Activity:
An exact reproduction of all entries is expected.
*** Opening of Entries supplied ***
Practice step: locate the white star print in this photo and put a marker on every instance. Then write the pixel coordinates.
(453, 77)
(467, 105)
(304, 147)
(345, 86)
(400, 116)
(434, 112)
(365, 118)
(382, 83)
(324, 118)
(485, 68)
*** Close of Entries supplied ***
Your solution:
Practice step: locate the white star print in this photo and put a marker on every instance. Then write the pixel coordinates.
(453, 77)
(467, 105)
(304, 147)
(345, 86)
(400, 116)
(434, 112)
(365, 118)
(382, 83)
(324, 118)
(485, 68)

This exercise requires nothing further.